START Dataset extract

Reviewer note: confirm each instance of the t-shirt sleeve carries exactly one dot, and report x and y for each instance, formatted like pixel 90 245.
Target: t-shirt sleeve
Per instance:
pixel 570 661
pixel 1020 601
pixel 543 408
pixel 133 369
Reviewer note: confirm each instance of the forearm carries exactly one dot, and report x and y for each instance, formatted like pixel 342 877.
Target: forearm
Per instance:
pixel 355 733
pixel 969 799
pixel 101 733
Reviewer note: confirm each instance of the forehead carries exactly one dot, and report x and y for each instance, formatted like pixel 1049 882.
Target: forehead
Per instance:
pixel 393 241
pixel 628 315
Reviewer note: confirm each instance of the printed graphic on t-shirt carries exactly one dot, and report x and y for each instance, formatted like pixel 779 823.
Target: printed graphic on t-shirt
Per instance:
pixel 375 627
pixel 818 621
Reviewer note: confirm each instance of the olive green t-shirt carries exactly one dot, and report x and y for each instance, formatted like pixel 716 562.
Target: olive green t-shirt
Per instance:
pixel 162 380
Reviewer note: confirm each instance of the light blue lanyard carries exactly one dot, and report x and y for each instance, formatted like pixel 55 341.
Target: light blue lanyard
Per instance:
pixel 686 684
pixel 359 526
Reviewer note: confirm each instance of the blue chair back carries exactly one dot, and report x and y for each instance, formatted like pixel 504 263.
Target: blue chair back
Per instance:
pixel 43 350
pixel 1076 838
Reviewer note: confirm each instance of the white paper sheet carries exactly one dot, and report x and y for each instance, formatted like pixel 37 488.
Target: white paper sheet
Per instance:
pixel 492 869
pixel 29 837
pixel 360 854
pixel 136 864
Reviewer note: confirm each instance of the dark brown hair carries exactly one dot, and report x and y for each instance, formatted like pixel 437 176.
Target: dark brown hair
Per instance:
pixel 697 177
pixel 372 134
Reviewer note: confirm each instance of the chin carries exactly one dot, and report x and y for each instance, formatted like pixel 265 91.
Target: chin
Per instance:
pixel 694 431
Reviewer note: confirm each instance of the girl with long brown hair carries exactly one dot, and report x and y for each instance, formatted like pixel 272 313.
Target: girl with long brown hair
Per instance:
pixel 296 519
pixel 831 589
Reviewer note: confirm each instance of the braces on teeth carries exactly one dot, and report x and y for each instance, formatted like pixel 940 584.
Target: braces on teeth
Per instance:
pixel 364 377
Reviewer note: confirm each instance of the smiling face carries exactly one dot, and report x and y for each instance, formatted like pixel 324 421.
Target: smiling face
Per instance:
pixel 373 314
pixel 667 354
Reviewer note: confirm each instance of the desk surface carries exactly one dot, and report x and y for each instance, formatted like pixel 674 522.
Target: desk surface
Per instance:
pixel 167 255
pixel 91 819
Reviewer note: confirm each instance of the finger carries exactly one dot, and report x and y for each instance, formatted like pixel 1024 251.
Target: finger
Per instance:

END Dataset extract

• _Task statement_: Output every line above as a JSON list of strings, with one string per line and blank lines skipped.

• _Output below_:
[
  "Reviewer note: confirm each instance of the t-shirt sleeve carries exactly one dot, and report x and y for each instance, formatted like pixel 90 245.",
  "Target: t-shirt sleeve",
  "Per instance:",
  "pixel 570 661",
  "pixel 1020 601",
  "pixel 543 408",
  "pixel 133 369",
  "Reviewer note: confirm each instance of the forearm carries exactly one dot, and report x and y for each instance, formatted like pixel 342 877.",
  "Target: forearm",
  "Per instance:",
  "pixel 355 733",
  "pixel 969 799",
  "pixel 101 733",
  "Reviewer note: confirm each instance of the forehead carries exactly one dot, and report x and y for each instance, formatted like pixel 1049 882.",
  "Target: forehead",
  "Per instance:",
  "pixel 393 241",
  "pixel 628 315",
  "Reviewer note: confirm each instance of the printed graphic on t-shirt carries exactly one dot, and report x and y for each instance, formatted like pixel 779 823.",
  "Target: printed graphic on t-shirt",
  "Per instance:",
  "pixel 375 627",
  "pixel 818 621",
  "Reviewer note: confirm each instance of the olive green t-shirt carries exactly one dot, and report x and y for each instance, formatted like pixel 716 562.",
  "Target: olive green t-shirt",
  "Per instance:",
  "pixel 162 380",
  "Reviewer note: confirm each instance of the light blue lanyard carries exactly one dot, and report x and y for each instance, formatted like pixel 55 341.",
  "Target: light blue lanyard",
  "Per instance:",
  "pixel 686 684",
  "pixel 359 526",
  "Reviewer note: confirm each instance of the blue chair back carries exactly one dot, and report x and y for each instance, formatted like pixel 504 263.",
  "Target: blue chair back",
  "Per instance:",
  "pixel 43 350",
  "pixel 1076 838",
  "Reviewer note: confirm each instance of the white paper sheet carries exactly one dot, and report x and y for each instance, formatted like pixel 37 488.",
  "Target: white paper sheet",
  "Per instance:",
  "pixel 492 869",
  "pixel 29 837",
  "pixel 360 854",
  "pixel 136 864",
  "Reviewer note: confirm each instance of the dark brown hair carries exactly one dot, and report x and y for each instance, formatted like pixel 437 176.",
  "Target: dark brown hair",
  "Per instance:",
  "pixel 697 177",
  "pixel 372 134",
  "Reviewer note: confirm each instance of the chin carries exactly one dot, and report x and y for each instance, formatted like pixel 265 91.",
  "Target: chin",
  "Per instance:",
  "pixel 694 431",
  "Reviewer note: confirm each instance of the girl with long brown hair carries exactly one dot, and report x and y for each instance, formatted like pixel 272 313.",
  "Target: girl with long brown hair",
  "Per instance:",
  "pixel 296 519",
  "pixel 831 589",
  "Reviewer note: confirm each instance of the braces on teeth carries exactly one dot, and report x and y for each instance, formatted like pixel 940 584.",
  "Target: braces on teeth",
  "Per instance:",
  "pixel 364 377",
  "Reviewer note: confirm each instance of the smiling face carries exactly one dot, and report x and y for each instance, formatted like pixel 324 421.",
  "Target: smiling face",
  "Per instance:",
  "pixel 373 314",
  "pixel 667 354",
  "Reviewer note: confirm each instance of the desk surface carries exactly one dot, and report x and y for each instance, formatted like pixel 674 522.",
  "Target: desk surface",
  "Per instance:",
  "pixel 167 255",
  "pixel 91 819",
  "Reviewer note: confirm each instance of the finger carries exactly one dot, and report x and y for each instance, formatted like pixel 1024 251.",
  "Target: finger",
  "Per instance:"
]